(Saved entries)
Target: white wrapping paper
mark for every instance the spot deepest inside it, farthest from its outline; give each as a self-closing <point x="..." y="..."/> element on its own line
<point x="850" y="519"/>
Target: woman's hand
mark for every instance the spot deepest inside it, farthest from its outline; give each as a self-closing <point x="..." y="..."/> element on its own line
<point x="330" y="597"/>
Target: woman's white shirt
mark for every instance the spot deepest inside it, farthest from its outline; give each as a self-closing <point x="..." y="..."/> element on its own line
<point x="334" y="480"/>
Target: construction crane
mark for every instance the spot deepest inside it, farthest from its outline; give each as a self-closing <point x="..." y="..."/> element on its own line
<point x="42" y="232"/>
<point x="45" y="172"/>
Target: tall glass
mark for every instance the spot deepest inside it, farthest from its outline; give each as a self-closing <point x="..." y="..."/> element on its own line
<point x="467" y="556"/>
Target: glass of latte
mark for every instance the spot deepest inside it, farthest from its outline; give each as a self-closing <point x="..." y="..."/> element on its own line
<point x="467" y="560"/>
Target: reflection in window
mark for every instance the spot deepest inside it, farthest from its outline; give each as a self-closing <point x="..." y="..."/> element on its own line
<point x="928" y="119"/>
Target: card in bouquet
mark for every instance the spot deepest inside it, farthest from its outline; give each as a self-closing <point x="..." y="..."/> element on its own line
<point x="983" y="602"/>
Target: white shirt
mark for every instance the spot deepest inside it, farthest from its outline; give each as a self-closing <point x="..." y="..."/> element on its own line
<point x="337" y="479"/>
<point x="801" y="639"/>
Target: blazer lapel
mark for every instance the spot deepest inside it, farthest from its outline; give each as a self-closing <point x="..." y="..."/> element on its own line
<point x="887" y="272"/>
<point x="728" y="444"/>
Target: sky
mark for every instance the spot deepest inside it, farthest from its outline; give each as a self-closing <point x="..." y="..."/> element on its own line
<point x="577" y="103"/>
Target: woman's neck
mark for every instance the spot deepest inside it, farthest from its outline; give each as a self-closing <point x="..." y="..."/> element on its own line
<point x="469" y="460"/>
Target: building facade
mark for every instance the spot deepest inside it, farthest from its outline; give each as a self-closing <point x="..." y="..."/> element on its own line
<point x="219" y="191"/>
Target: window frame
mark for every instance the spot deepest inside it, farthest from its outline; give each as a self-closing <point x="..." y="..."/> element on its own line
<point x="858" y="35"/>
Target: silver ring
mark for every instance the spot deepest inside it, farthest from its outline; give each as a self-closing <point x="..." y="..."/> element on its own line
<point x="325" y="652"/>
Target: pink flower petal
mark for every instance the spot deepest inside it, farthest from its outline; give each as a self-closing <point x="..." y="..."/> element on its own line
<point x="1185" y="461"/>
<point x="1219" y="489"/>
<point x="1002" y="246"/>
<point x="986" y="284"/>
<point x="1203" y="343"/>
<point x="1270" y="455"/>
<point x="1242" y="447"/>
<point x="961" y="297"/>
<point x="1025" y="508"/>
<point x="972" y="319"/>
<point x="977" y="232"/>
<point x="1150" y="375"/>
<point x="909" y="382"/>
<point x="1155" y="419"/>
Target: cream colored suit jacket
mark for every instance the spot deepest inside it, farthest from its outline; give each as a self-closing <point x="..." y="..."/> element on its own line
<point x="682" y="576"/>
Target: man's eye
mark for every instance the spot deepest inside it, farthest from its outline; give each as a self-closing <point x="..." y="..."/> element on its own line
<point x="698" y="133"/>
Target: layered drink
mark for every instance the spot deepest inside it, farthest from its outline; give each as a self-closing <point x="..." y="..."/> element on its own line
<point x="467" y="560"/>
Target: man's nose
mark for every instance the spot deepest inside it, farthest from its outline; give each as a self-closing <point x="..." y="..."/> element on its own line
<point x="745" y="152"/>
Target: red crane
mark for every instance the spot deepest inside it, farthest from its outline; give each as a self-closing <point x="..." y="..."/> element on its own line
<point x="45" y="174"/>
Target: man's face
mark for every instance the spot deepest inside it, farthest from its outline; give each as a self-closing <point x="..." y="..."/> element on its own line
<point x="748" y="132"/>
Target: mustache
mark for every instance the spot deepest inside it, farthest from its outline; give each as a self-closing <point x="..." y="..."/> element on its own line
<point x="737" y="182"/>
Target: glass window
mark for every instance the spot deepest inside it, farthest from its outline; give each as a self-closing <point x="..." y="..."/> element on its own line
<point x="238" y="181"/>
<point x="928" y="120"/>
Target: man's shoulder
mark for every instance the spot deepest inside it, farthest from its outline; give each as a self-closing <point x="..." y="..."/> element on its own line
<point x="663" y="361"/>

Directive:
Reproduce every line of the saved entries above, character for character.

Written solution:
Target: white wrapping paper
mark for every instance the spot deepest inside it, farthest from its outline; give each as a self-closing <point x="..." y="..."/> element on its own line
<point x="850" y="519"/>
Target: woman's hand
mark for every instance the spot deepest inside it, farthest from its outline; give each as a self-closing <point x="..." y="..."/> element on its own line
<point x="330" y="597"/>
Target: woman's white shirt
mark for every instance the spot deepest inside it, farthest from its outline; give each as a self-closing <point x="..." y="..."/> element on its own line
<point x="334" y="480"/>
Target: construction crane
mark for every instance the spot deepest inside it, farthest from its outline; give each as a self-closing <point x="..." y="..."/> element on its own line
<point x="42" y="232"/>
<point x="45" y="172"/>
Target: tall glass
mark for every instance the spot deepest inside it, farthest from its outline; give each as a self-closing <point x="..." y="..."/> element on its own line
<point x="467" y="556"/>
Target: glass of latte
mark for every instance the spot deepest inside it, farthest from its outline; give each as a self-closing <point x="..." y="..."/> element on its own line
<point x="467" y="560"/>
Target: reflection in window
mark for every instance the spot deepest inside it, farthest from its outline; give each as a self-closing <point x="..." y="..."/> element on its own line
<point x="928" y="119"/>
Target: card in bouquet
mark for every instance the spot deepest inside it, farthest from its outline; give each as a self-closing <point x="..." y="..."/> element on its own line
<point x="983" y="602"/>
Target: white shirt
mark for every instance the spot deepest inside it, farthest from its outline; give each as a self-closing <point x="..." y="..."/> element on its own line
<point x="337" y="479"/>
<point x="801" y="639"/>
Target: blazer lapel
mark for every instance the spot deepest inside it, farthest from its outline; give each as a self-closing <point x="..." y="..."/> element on its own line
<point x="887" y="272"/>
<point x="728" y="444"/>
Target: sky
mark for every instance the spot deepest inside it, farthest from its outline; give each as a self-closing <point x="..." y="..."/> element on its own line
<point x="577" y="103"/>
Target: woman's neck
mark for every instance the spot deepest inside it, farthest from its outline; give each as a self-closing <point x="..." y="..."/> element on its own line
<point x="469" y="460"/>
Target: building facade
mark for every instance the spot deepest inside it, farthest from its outline; give each as a self-closing <point x="..." y="..."/> element on its own line
<point x="219" y="191"/>
Target: window frame
mark for every instance the spot deepest inside it, farthest from its outline; give each as a self-closing <point x="..." y="..."/> element on its own line
<point x="858" y="35"/>
Target: silver ring
mark for every instance the spot deepest inside it, farthest from its outline; give each as a self-closing <point x="..." y="..."/> element on its own line
<point x="325" y="652"/>
Target: pink flower petal
mark for every instance the spot deepest inside it, farthest from its outline; give each as a self-closing <point x="..." y="..."/> element on its own line
<point x="1185" y="461"/>
<point x="1219" y="489"/>
<point x="1002" y="246"/>
<point x="986" y="284"/>
<point x="1203" y="343"/>
<point x="1270" y="455"/>
<point x="1242" y="447"/>
<point x="961" y="297"/>
<point x="1025" y="508"/>
<point x="972" y="319"/>
<point x="977" y="232"/>
<point x="1150" y="375"/>
<point x="909" y="382"/>
<point x="1155" y="419"/>
Target: cream colored suit jacket
mark for every instance the spot deepest inside it, farthest from its outline; give each as a self-closing <point x="..." y="..."/> element on its own line
<point x="682" y="576"/>
Target: man's eye
mark for every instance the spot deepest inside it, farthest from its outline; give each as a self-closing <point x="..." y="..."/> element on its own line
<point x="698" y="133"/>
Target: layered drink
mark for every instance the spot deepest inside it, farthest from its outline; give each as a self-closing <point x="..." y="..."/> element on its own line
<point x="467" y="560"/>
Target: man's nose
mark for every instance the spot deepest inside it, farthest from its outline; give each as a self-closing <point x="..." y="..."/> element on its own line
<point x="745" y="152"/>
Target: red crane
mark for every instance the spot deepest inside it, farthest from its outline; give each as a self-closing <point x="..." y="..."/> element on its own line
<point x="45" y="174"/>
Target: man's face
mark for every instance the spot deepest inside it, farthest from its outline; give each as a self-closing <point x="..." y="..."/> element on its own line
<point x="748" y="132"/>
Target: mustache
mark for every instance the spot deepest inside it, farthest from its outline; give each as a self-closing <point x="..." y="..."/> element on its own line
<point x="737" y="182"/>
Target: glass window
mark for every instance the spot deepest inside it, farthest from its outline; give each as a self-closing <point x="..." y="..."/> element on its own line
<point x="238" y="181"/>
<point x="928" y="120"/>
Target: man's shoulder
mark for every instance the spot deepest inside it, farthest from its outline; give each as a self-closing <point x="..." y="..."/> element on its own line
<point x="663" y="361"/>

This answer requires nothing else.